Written exercise A:
Locate each line of the records below that contains the word "trousers", and copy those lines.

Text to read:
^^^^^^^^

In the courtyard, a dynamic teetering structure climbs and descends the exterior of the building. Against one exterior wall of the Pavilion it coalesces to form an exterior space that reveals itself fully only much later in the exhibition. The entrance to the Pavilion has been relocated to a former exit door to the left of the entry rotunda. Once inside, the viewer encounters makeshift structures, some seemingly still under construction, that recall models, machines, and facilities such as a planetarium, observatory, laboratory and pendulum – devices of measurement or locators of the body in space.

Revealed at the end of the exhibition, a garden-like space is framed, almost like a photograph or a painting, by a wall of glass. This window, a 1970s alteration to the building that is often concealed, becomes integral to this piece – the architecture itself becoming a device through which aspects of the installation are reflected and refracted but remain out of reach.

“We are enormously proud to be the lead funder of the United States' exhibition at the Biennale,” said Luis Ubiñas, president of the Ford Foundation. "Diversity in the arts is profoundly important to us at Ford, because the arts express who we are and who we aspire to become. Whether you live in Venice, the Bronx or anywhere in between, artistic expression and discourse are crucial to the full realization of your potential. We will always support the arts as part of our mission to advance human achievement."

^^^^^^^^

[Excerpt from a dataset]

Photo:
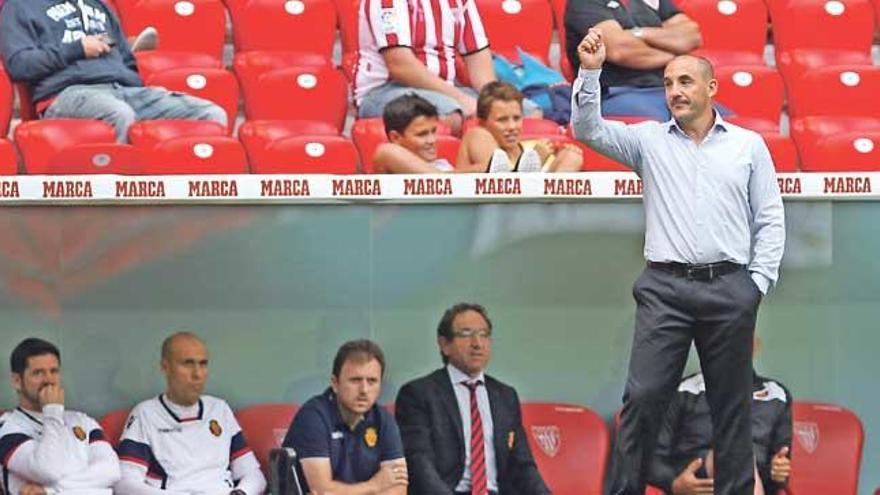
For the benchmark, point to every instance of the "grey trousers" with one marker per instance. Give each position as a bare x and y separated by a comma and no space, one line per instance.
718,315
121,106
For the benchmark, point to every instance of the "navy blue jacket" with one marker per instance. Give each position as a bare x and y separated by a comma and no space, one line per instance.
40,43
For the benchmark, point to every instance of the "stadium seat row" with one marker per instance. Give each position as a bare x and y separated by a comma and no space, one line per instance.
571,444
806,33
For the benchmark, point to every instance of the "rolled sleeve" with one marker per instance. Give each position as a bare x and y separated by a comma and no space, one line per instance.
309,435
390,443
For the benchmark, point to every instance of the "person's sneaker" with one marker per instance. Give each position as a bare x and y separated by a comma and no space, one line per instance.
529,162
148,39
499,162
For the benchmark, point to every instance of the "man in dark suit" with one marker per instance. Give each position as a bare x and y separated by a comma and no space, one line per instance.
462,430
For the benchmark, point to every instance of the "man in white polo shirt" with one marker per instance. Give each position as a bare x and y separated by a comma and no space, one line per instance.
43,447
183,441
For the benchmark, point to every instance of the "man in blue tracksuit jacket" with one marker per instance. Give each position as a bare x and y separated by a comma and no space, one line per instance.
77,62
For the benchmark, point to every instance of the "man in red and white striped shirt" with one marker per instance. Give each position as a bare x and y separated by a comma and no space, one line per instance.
411,46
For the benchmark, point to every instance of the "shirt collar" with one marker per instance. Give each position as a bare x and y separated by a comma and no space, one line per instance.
36,417
719,125
457,376
336,416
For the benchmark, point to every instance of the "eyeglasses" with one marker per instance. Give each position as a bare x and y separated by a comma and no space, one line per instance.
469,333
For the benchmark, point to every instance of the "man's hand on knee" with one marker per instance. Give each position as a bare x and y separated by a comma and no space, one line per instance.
687,482
780,466
95,46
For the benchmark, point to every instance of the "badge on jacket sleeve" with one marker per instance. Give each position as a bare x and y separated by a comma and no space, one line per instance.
79,433
371,437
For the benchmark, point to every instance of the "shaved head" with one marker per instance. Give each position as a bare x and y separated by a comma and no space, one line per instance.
168,343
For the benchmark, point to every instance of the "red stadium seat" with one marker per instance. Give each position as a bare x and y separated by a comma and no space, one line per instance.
146,134
157,61
26,108
527,24
305,155
319,94
196,155
249,66
733,31
264,427
558,7
754,91
197,26
810,133
8,159
836,91
782,150
113,423
753,123
257,134
217,85
368,134
285,25
816,33
570,445
347,13
826,450
596,162
853,151
5,102
61,146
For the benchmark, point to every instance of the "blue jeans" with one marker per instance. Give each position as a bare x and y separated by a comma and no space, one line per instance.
645,102
374,102
121,106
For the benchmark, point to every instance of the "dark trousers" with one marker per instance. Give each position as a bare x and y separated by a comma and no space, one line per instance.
718,315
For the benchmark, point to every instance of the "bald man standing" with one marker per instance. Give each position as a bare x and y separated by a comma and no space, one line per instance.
182,441
714,237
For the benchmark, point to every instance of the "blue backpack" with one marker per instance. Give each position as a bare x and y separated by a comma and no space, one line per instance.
539,83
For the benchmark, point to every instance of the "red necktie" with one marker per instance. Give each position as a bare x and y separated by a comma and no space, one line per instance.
479,484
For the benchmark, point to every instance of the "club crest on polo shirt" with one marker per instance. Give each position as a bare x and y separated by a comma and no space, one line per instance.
214,426
371,437
79,433
389,21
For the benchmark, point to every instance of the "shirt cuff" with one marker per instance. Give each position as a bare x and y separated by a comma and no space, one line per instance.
73,51
589,74
761,281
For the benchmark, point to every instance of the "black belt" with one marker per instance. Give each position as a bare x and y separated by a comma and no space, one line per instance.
706,271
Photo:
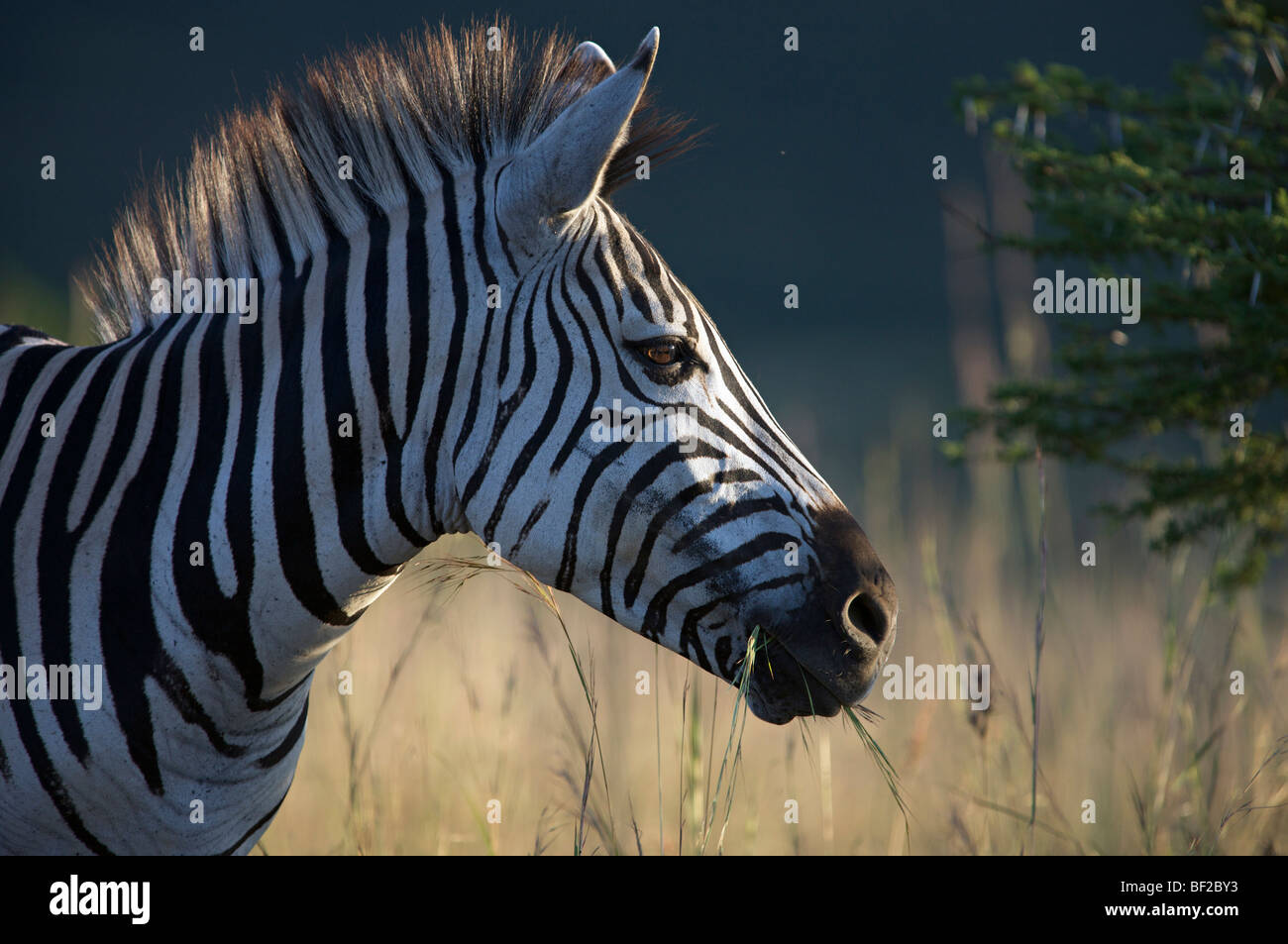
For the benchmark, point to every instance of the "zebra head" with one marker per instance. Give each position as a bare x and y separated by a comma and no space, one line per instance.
623,455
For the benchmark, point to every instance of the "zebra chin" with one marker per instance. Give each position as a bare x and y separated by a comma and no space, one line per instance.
785,687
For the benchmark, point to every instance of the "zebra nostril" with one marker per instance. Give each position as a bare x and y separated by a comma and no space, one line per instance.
866,614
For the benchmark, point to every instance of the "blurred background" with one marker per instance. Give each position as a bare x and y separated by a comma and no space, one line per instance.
815,171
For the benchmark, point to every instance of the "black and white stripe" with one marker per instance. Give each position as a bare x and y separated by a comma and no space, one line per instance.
373,300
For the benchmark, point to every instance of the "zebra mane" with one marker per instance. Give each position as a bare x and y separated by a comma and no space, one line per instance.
439,98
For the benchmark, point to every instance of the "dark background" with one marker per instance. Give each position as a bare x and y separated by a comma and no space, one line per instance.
815,168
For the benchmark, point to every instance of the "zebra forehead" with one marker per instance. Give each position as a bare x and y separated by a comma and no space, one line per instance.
265,185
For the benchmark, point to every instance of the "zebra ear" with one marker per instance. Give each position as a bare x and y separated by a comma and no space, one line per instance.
590,58
565,166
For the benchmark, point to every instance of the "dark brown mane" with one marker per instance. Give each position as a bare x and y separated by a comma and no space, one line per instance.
439,97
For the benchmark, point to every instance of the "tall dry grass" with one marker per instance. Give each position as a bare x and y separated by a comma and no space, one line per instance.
469,689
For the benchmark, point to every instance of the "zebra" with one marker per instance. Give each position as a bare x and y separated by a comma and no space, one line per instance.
180,506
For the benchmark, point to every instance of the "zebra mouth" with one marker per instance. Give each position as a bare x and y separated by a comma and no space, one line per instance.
782,686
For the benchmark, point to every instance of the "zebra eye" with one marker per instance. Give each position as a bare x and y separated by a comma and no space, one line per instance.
665,353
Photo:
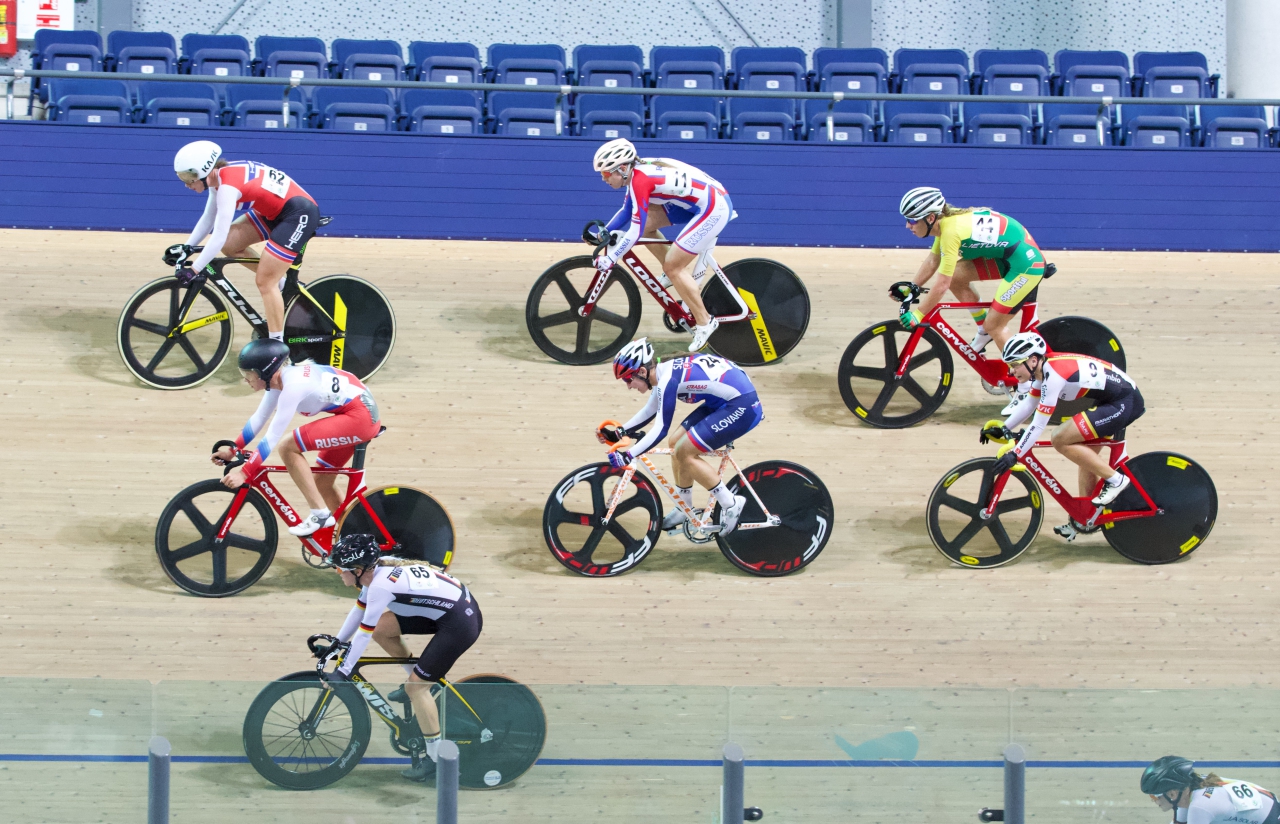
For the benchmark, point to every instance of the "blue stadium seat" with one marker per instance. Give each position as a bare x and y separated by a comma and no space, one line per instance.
440,111
1235,127
261,108
525,114
88,101
608,65
918,123
365,109
1156,127
853,120
686,118
366,59
1074,124
999,124
444,63
606,117
178,104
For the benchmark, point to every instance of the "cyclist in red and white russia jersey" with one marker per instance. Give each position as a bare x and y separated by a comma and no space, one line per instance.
693,204
305,389
278,211
1054,378
730,408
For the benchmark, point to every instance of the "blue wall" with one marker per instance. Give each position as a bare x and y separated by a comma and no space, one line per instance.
94,177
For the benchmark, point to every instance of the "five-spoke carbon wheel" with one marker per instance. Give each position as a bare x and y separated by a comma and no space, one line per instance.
192,555
959,531
556,326
868,376
574,513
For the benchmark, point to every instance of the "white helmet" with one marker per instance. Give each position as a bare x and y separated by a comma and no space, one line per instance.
197,159
615,154
920,201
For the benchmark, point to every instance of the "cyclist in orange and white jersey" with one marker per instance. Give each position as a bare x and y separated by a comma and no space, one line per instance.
278,211
693,204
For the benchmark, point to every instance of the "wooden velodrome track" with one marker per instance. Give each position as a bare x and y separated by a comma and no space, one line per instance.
487,424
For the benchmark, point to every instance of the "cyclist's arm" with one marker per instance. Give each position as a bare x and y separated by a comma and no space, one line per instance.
224,200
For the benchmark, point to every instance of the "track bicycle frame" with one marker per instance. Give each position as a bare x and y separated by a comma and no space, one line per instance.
1080,509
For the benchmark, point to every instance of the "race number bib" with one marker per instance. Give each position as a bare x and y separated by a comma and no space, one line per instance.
275,182
986,227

^^^^^^^^

Written exercise B:
According to the exhibition text above, why does the Ford Foundation consider diversity in the arts profoundly important? Answer in one to three sentences.

Complete response A:
For the benchmark, point to every instance of the "grey trousers" with one marker per instance. Give each position as a bare x and y separated by a comma and no space, one line per instance.
For the benchmark, point to every instance of the "dark trousers" with one marker per instance. Give each position as a bare x and y separated by a comma and no space, one line per instance.

Complete response B:
The Ford Foundation considers diversity in the arts profoundly important because the arts express who we are and who we aspire to become.